- [Your task]: Rewrite the items from the line with "Where can you see the street" through the end of the items, changing "shrub row" to "hedge row" and leaving everything else as it is.

[Start Supplied data]

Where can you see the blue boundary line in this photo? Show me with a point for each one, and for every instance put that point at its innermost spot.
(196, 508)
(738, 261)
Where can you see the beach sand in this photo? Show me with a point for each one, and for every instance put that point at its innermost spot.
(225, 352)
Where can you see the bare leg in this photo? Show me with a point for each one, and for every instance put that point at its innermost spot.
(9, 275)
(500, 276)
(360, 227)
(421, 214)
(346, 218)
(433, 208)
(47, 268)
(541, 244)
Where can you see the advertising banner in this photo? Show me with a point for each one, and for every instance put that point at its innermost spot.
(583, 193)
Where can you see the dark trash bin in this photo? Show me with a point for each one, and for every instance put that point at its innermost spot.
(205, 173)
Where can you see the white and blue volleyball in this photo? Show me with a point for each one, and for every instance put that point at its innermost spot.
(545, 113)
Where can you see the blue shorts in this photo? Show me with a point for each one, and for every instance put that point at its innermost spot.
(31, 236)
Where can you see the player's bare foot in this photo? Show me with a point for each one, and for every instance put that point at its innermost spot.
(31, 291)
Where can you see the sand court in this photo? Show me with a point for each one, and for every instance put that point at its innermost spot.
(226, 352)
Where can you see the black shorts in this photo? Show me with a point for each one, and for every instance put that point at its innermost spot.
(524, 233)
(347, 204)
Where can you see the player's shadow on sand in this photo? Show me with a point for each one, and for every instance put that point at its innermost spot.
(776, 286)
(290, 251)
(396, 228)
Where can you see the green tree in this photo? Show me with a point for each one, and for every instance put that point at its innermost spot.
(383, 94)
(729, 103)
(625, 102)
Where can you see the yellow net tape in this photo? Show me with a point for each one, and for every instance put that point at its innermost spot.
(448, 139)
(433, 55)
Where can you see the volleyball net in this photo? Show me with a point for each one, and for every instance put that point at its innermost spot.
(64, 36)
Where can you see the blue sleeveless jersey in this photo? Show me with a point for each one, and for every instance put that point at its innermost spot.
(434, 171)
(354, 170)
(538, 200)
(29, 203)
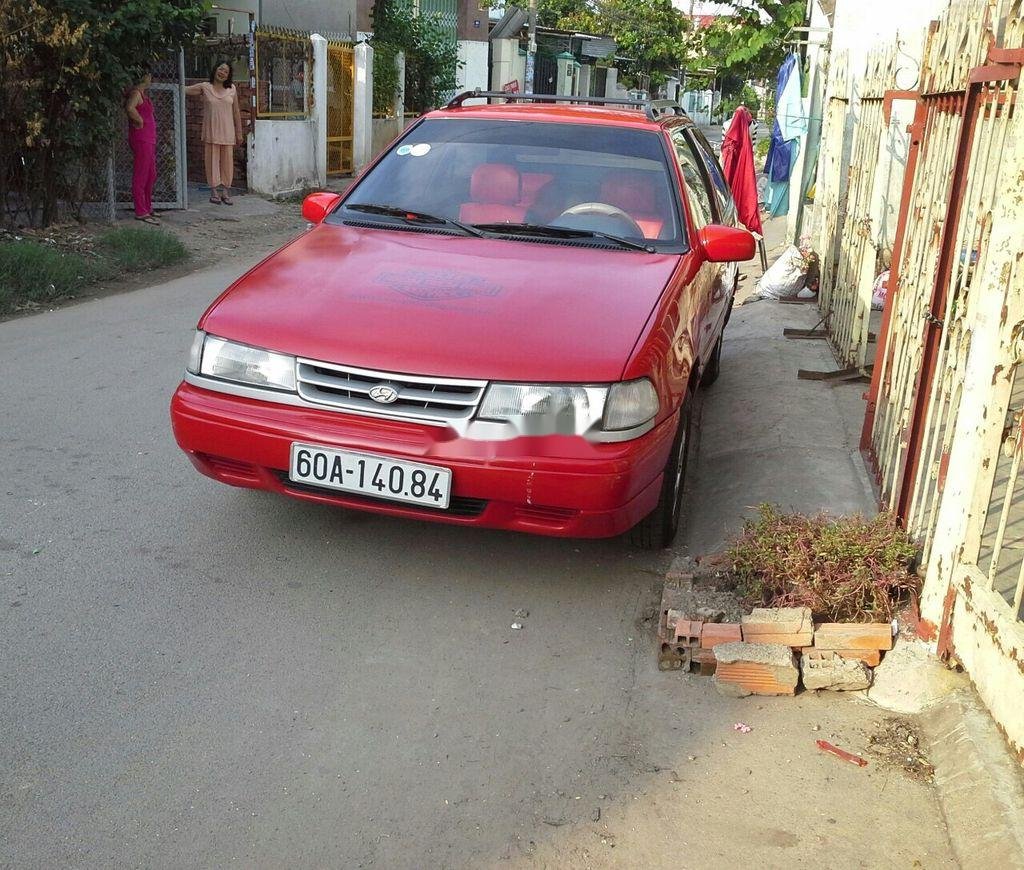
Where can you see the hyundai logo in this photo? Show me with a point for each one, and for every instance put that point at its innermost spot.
(384, 393)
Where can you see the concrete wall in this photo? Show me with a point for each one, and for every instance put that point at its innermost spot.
(283, 157)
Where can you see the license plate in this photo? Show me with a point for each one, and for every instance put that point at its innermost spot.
(368, 474)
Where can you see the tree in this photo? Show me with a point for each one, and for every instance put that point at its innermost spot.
(751, 42)
(64, 69)
(652, 34)
(431, 54)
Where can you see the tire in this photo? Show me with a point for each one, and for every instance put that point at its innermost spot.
(714, 366)
(657, 530)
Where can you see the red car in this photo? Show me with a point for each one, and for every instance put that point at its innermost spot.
(503, 323)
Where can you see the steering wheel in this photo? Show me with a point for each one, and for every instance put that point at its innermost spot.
(599, 217)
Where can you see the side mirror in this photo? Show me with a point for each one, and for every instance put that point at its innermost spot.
(316, 206)
(726, 244)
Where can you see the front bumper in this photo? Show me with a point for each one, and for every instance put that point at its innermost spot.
(556, 485)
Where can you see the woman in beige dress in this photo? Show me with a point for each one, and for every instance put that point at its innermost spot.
(221, 129)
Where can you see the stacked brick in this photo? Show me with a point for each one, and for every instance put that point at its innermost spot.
(770, 651)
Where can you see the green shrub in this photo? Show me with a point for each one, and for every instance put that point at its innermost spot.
(850, 569)
(134, 249)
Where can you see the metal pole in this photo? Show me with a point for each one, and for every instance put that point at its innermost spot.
(527, 85)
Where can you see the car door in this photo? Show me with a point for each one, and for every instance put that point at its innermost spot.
(709, 284)
(726, 214)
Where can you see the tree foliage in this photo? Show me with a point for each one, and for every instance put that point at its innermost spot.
(431, 53)
(64, 69)
(652, 34)
(751, 42)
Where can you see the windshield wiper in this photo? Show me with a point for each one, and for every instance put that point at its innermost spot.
(412, 216)
(555, 231)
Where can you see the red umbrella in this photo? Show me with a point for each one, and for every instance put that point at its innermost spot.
(737, 164)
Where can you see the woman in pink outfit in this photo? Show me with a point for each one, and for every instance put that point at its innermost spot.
(221, 129)
(142, 139)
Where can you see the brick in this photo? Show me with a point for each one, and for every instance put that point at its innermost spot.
(872, 658)
(776, 620)
(802, 639)
(719, 633)
(826, 669)
(755, 669)
(687, 634)
(704, 661)
(842, 636)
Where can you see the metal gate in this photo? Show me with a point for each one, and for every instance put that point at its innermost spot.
(921, 286)
(340, 78)
(444, 14)
(545, 74)
(828, 200)
(945, 425)
(846, 289)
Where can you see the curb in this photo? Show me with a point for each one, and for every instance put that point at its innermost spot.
(979, 786)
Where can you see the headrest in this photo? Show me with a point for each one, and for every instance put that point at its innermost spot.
(632, 192)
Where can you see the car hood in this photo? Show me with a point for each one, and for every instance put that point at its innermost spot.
(445, 305)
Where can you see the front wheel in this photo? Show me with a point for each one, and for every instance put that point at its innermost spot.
(657, 530)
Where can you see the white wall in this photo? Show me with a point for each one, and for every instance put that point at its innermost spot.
(473, 74)
(283, 157)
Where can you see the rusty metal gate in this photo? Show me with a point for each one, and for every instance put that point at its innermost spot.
(944, 421)
(920, 281)
(340, 88)
(847, 283)
(828, 200)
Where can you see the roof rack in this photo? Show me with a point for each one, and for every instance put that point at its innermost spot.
(653, 109)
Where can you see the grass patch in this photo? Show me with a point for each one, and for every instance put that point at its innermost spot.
(136, 249)
(35, 272)
(850, 569)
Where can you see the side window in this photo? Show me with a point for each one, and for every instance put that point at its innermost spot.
(696, 190)
(726, 207)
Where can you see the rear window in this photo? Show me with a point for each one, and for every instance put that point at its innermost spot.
(486, 171)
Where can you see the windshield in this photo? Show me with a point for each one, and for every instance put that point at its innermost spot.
(531, 174)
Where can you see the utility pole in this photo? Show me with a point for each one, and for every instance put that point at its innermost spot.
(527, 85)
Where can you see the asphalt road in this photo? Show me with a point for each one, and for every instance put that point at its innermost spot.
(196, 676)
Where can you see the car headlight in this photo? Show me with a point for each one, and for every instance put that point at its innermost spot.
(227, 360)
(631, 403)
(597, 412)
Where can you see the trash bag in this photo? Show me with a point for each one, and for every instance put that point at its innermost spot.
(784, 277)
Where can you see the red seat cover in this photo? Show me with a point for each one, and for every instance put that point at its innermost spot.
(495, 190)
(635, 194)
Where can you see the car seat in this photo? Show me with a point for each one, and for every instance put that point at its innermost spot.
(495, 190)
(635, 194)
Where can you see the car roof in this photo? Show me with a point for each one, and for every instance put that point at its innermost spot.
(607, 116)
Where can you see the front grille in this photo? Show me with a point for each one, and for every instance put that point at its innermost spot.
(435, 400)
(459, 506)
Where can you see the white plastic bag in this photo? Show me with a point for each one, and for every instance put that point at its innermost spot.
(784, 277)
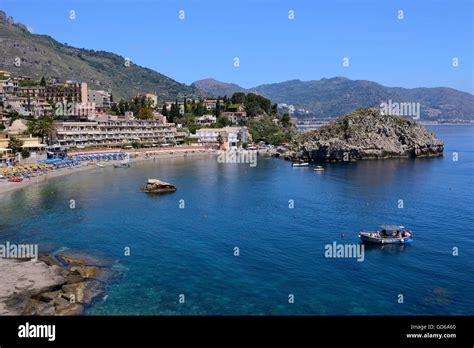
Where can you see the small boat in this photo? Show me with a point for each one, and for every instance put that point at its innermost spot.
(300, 164)
(15, 180)
(388, 235)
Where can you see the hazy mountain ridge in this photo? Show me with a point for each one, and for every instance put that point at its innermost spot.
(336, 96)
(41, 55)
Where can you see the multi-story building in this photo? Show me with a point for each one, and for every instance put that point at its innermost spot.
(115, 130)
(206, 120)
(235, 117)
(211, 104)
(152, 97)
(101, 99)
(8, 87)
(70, 91)
(232, 137)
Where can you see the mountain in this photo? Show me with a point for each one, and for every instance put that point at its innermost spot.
(216, 88)
(41, 55)
(336, 96)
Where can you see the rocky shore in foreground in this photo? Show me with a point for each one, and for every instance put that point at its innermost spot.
(365, 134)
(48, 286)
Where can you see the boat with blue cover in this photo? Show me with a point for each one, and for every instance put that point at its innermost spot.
(388, 234)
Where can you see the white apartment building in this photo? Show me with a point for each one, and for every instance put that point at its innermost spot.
(206, 120)
(232, 136)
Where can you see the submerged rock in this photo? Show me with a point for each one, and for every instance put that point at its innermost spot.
(158, 186)
(367, 134)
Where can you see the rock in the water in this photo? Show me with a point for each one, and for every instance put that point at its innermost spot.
(367, 134)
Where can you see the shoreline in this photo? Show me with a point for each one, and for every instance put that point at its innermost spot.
(7, 187)
(49, 285)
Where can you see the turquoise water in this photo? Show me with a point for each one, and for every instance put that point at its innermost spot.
(190, 251)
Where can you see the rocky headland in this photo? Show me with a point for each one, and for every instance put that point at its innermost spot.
(365, 134)
(51, 285)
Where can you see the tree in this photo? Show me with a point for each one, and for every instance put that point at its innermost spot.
(238, 98)
(285, 119)
(15, 144)
(223, 121)
(217, 112)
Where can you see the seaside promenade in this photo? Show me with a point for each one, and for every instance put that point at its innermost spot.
(133, 155)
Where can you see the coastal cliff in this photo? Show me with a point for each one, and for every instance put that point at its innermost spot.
(366, 134)
(47, 286)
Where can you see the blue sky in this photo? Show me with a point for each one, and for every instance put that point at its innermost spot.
(414, 52)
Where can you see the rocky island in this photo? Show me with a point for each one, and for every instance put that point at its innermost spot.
(158, 186)
(366, 134)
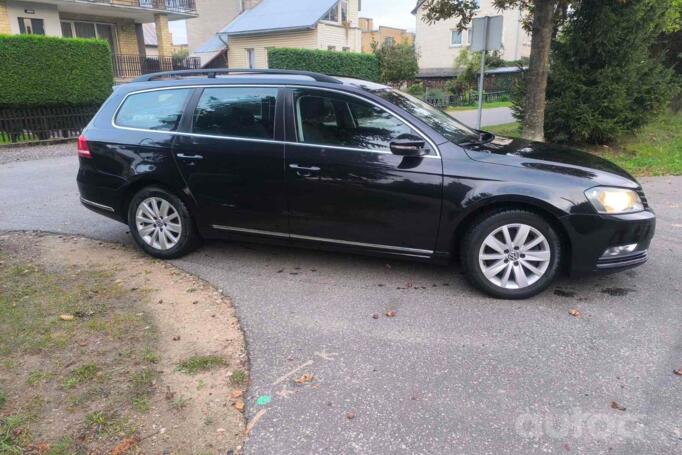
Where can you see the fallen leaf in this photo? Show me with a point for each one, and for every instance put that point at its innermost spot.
(615, 405)
(124, 446)
(305, 378)
(236, 394)
(239, 405)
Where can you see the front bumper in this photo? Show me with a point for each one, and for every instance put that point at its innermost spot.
(592, 235)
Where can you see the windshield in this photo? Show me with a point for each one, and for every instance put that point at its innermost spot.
(447, 126)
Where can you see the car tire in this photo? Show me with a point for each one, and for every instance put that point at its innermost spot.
(501, 262)
(161, 224)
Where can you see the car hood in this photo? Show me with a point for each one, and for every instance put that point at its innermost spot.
(551, 158)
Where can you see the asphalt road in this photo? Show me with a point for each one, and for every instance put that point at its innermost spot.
(453, 372)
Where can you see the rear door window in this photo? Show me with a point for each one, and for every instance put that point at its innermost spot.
(241, 112)
(342, 121)
(158, 110)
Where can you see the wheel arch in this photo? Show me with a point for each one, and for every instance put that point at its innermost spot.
(132, 189)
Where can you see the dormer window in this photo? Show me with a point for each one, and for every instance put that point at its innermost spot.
(333, 14)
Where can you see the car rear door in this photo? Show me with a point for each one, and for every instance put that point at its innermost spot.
(344, 185)
(231, 155)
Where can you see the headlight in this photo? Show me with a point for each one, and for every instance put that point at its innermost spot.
(614, 200)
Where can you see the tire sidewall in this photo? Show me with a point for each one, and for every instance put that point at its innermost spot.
(485, 227)
(187, 236)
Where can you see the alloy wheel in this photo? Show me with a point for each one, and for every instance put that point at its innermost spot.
(514, 256)
(158, 223)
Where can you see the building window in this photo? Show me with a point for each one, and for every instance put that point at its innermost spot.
(251, 58)
(29, 26)
(333, 14)
(456, 38)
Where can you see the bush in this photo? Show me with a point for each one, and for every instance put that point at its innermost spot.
(605, 80)
(397, 63)
(351, 64)
(41, 71)
(416, 89)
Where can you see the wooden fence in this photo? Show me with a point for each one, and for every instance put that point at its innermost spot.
(30, 125)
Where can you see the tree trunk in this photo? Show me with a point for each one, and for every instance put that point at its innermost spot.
(538, 70)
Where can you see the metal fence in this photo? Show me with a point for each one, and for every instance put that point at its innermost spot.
(131, 66)
(443, 101)
(30, 125)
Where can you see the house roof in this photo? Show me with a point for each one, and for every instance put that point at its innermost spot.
(270, 16)
(276, 15)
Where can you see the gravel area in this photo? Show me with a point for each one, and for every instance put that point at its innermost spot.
(36, 152)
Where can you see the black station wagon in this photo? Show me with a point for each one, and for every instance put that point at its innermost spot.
(342, 164)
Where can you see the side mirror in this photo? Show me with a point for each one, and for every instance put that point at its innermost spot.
(408, 147)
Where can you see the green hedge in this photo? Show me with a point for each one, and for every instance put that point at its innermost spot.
(48, 71)
(351, 64)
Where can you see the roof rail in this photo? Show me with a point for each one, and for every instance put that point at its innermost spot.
(212, 73)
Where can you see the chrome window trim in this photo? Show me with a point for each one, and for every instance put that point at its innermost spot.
(322, 239)
(267, 141)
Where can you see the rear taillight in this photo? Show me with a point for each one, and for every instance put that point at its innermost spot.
(83, 148)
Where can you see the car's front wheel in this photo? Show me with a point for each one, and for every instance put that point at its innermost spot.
(512, 254)
(161, 224)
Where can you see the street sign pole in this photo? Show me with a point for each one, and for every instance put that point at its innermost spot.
(481, 77)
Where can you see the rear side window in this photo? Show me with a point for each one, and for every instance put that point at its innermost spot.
(244, 112)
(158, 110)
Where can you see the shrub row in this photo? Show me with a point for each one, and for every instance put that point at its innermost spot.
(362, 66)
(47, 71)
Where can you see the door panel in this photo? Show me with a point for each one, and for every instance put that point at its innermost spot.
(350, 188)
(231, 162)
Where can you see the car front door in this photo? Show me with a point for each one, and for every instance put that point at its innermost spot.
(346, 187)
(231, 155)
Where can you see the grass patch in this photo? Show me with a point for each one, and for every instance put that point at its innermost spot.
(654, 150)
(198, 364)
(238, 377)
(471, 107)
(83, 373)
(107, 335)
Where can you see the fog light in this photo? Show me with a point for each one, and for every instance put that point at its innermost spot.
(620, 250)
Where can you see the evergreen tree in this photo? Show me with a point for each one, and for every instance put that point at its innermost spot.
(605, 79)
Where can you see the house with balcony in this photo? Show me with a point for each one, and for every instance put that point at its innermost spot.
(382, 36)
(120, 22)
(438, 44)
(262, 24)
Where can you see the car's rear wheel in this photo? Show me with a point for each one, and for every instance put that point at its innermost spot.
(512, 254)
(161, 224)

[End Supplied data]

- [Task response]:
Where can you see the street sign pole in this photo? Show me with a point for each one, and for every instance put that point at its innermost spot.
(481, 77)
Where can you see the rear side window in this photo? Show me with a point for each one, and for every instance put that point at its innermost spot.
(244, 112)
(158, 110)
Where can you see the hedge row in this photo? Show me with a point for each one, and for every instance put that point at its innermost spot.
(362, 66)
(47, 71)
Where can you see the door panel in this photo? Show me with a point for each one, and for every instance put that point at its innermost spot.
(350, 188)
(231, 162)
Where can you see the car front door in this photo? Show me with a point for each one, and for every instance put that point at its innermost spot.
(346, 187)
(231, 155)
Where can you see the grass patch in this photo? Show me with a point for each one, and for every instance put that point at its innermost spot.
(654, 150)
(198, 364)
(238, 377)
(471, 107)
(83, 373)
(107, 335)
Where can you see the fog light in this photo? Show me with a point for each one, and for every instance put that point at its innermost spot.
(620, 250)
Where can you see the evergreen tree in this photo? Show me with a point for each one, and for every instance put that point at its innermost spot.
(605, 79)
Where can you see the house with balcony in this photo? Show me with a point for each one, and for every instance put that point at its innermost spot.
(382, 36)
(120, 22)
(438, 44)
(262, 24)
Where can you see the car's rear wheel in this photo? Show me with a point for each one, and for every instance put that point at its innermost spot.
(512, 254)
(161, 224)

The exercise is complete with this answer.